Each line from the one that contains "Put a point on every instance of the tree." to the end of the material must be set down exactly, and no line before it.

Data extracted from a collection

»»

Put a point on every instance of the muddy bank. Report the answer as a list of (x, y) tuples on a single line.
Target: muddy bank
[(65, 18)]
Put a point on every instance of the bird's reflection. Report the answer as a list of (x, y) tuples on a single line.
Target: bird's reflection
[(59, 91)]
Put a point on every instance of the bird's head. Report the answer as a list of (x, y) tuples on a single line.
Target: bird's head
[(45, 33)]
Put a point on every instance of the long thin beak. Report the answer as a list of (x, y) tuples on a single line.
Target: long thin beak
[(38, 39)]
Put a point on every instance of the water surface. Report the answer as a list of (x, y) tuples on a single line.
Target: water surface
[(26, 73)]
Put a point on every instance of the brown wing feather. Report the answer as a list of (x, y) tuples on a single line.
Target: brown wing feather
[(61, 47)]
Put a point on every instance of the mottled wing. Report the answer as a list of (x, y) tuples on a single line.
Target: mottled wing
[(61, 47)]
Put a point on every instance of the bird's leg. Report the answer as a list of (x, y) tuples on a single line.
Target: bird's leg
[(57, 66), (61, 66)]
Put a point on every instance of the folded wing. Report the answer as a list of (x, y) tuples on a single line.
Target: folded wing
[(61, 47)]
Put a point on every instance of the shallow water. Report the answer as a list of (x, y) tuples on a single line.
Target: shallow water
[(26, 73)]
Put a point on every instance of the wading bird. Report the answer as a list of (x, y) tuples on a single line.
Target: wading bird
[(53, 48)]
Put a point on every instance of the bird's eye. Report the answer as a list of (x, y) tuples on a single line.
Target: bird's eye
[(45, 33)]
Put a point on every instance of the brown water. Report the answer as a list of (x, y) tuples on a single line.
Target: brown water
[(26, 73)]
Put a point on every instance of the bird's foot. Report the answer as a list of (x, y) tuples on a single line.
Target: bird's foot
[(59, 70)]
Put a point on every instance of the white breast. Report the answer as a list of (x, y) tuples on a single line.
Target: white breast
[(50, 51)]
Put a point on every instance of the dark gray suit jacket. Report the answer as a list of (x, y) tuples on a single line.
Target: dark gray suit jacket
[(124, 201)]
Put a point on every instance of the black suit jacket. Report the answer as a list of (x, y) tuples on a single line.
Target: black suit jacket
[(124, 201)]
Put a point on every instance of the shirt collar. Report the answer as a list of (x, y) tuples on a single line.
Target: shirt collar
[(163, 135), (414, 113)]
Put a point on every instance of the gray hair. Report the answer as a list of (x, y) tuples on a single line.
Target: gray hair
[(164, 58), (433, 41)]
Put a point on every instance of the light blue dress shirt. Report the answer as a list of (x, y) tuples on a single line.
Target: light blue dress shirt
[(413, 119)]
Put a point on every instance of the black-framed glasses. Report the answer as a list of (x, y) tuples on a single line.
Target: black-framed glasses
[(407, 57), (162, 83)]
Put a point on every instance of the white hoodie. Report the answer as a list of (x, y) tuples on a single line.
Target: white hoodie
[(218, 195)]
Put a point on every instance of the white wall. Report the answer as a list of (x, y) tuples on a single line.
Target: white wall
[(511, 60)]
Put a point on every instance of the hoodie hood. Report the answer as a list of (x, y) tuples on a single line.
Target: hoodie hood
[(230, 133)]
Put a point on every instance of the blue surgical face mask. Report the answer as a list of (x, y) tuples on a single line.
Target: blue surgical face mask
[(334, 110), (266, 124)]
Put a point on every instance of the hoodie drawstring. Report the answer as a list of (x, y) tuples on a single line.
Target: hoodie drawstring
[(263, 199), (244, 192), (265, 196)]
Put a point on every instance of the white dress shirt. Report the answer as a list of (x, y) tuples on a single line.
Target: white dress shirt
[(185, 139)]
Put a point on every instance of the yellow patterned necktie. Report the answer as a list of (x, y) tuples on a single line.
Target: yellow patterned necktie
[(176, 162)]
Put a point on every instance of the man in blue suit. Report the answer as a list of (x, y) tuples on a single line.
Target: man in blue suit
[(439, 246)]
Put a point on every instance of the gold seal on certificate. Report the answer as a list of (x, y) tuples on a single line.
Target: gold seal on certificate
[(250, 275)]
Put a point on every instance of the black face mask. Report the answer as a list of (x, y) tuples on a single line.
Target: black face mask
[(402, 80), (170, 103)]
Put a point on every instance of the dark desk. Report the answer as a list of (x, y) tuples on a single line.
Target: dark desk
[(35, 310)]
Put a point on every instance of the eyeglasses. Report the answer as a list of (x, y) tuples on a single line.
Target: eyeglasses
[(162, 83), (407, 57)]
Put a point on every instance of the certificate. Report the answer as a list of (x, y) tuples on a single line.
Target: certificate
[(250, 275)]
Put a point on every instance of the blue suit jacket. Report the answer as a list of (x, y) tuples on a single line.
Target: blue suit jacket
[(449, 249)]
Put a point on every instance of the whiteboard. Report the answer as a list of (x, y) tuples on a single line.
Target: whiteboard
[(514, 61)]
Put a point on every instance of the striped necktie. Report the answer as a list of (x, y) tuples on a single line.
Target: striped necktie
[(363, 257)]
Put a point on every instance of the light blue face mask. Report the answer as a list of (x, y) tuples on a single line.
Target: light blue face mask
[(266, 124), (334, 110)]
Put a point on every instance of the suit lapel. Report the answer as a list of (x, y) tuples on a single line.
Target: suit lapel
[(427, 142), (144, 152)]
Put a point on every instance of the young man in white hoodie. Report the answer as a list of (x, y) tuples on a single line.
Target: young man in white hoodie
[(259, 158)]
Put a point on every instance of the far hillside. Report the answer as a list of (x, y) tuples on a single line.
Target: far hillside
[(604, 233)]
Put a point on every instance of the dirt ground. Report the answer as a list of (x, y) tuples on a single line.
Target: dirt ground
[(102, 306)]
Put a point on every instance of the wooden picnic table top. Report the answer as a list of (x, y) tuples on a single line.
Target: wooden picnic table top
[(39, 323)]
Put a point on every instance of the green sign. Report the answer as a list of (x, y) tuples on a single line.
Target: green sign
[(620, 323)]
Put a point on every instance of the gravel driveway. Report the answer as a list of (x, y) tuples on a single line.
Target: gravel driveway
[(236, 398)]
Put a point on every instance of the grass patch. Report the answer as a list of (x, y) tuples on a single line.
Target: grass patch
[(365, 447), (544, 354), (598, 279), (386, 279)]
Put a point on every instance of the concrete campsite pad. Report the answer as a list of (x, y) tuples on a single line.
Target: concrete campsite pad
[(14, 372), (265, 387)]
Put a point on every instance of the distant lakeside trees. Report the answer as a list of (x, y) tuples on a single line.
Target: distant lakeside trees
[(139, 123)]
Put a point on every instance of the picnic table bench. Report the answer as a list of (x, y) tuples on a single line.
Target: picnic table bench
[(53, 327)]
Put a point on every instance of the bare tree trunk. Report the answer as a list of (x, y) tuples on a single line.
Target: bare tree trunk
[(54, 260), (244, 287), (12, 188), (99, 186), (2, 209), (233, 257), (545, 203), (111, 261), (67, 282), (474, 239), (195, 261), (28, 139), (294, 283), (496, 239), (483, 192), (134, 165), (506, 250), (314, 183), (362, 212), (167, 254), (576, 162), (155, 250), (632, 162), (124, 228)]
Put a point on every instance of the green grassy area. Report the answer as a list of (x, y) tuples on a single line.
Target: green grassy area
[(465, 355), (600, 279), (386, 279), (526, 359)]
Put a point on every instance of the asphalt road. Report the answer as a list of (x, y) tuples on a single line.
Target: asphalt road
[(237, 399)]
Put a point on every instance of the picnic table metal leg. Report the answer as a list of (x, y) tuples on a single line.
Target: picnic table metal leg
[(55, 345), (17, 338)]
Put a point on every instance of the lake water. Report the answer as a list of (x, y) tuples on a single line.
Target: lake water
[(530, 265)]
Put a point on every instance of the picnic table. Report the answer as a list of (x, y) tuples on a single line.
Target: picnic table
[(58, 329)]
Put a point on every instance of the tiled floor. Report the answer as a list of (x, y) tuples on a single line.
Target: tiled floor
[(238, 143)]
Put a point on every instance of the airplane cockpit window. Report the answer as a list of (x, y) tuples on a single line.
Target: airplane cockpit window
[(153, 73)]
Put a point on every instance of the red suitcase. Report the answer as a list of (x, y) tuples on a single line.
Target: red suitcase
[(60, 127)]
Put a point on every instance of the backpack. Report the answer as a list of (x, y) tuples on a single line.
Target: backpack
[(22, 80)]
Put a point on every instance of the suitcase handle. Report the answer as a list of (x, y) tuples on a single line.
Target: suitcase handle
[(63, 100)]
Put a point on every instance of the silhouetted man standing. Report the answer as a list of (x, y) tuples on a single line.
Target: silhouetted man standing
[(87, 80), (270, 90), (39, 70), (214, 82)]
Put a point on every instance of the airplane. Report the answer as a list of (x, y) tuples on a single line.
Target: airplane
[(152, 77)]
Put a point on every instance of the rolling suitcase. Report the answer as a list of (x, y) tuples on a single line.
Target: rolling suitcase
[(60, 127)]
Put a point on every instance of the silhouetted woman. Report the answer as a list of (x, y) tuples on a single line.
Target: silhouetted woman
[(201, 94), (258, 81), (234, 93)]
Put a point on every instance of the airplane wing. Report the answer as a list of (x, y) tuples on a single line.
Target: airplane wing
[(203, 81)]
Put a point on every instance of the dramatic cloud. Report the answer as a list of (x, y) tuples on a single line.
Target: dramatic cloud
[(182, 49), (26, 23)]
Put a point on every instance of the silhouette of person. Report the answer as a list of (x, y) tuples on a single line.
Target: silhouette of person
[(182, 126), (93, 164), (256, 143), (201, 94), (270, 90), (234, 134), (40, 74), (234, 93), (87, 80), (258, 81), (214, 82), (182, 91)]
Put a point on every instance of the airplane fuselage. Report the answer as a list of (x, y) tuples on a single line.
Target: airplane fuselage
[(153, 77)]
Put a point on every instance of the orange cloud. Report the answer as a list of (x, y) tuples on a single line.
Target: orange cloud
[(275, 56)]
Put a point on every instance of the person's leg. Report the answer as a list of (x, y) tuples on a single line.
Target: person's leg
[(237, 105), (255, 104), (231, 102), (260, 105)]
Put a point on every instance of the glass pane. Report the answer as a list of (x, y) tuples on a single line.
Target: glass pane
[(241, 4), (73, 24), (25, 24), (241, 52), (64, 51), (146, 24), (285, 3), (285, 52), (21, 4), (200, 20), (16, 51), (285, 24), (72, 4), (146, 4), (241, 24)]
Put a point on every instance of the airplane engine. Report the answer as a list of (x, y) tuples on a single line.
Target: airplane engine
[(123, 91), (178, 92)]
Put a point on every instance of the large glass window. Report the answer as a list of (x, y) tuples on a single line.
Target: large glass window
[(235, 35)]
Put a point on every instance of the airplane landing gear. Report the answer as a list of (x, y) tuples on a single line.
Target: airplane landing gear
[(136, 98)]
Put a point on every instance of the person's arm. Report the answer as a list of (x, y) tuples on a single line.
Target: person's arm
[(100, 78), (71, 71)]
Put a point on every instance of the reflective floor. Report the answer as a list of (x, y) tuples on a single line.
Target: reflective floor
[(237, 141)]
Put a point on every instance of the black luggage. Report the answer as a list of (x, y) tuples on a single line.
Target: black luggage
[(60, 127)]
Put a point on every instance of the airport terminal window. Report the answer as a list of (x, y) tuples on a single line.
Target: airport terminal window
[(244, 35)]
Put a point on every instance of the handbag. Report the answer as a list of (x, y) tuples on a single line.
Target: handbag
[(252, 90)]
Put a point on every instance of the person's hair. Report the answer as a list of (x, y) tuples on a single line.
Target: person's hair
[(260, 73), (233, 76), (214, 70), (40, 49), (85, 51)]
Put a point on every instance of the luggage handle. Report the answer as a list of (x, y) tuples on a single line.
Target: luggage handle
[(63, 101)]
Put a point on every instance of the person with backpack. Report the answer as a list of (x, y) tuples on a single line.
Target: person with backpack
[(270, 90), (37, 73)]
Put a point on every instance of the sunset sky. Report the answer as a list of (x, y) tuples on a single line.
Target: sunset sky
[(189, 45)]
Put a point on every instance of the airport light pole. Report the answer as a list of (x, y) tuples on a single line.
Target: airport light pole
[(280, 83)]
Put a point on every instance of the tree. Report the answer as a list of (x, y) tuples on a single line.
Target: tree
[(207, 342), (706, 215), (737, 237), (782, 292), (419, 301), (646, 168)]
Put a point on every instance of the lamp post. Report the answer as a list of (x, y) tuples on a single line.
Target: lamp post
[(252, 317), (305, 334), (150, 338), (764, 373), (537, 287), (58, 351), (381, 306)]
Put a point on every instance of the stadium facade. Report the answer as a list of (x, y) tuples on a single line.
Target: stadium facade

««

__SOLUTION__.
Put a point on every instance of the tree. Report the answer as a list of (x, y) tuples on a single line.
Target: tree
[(207, 342), (706, 215), (737, 237), (782, 292), (419, 301), (646, 168)]
Put a point on every instance of the lamp post. Report the answer as a list of (x, y) tuples on a single line.
Target: lamp post
[(252, 317), (305, 334), (150, 338), (764, 373), (537, 287), (58, 351), (381, 306)]
Put a point on every instance of the stadium facade. Report the answer as a list of (x, y) tuples on a single line.
Target: stadium facade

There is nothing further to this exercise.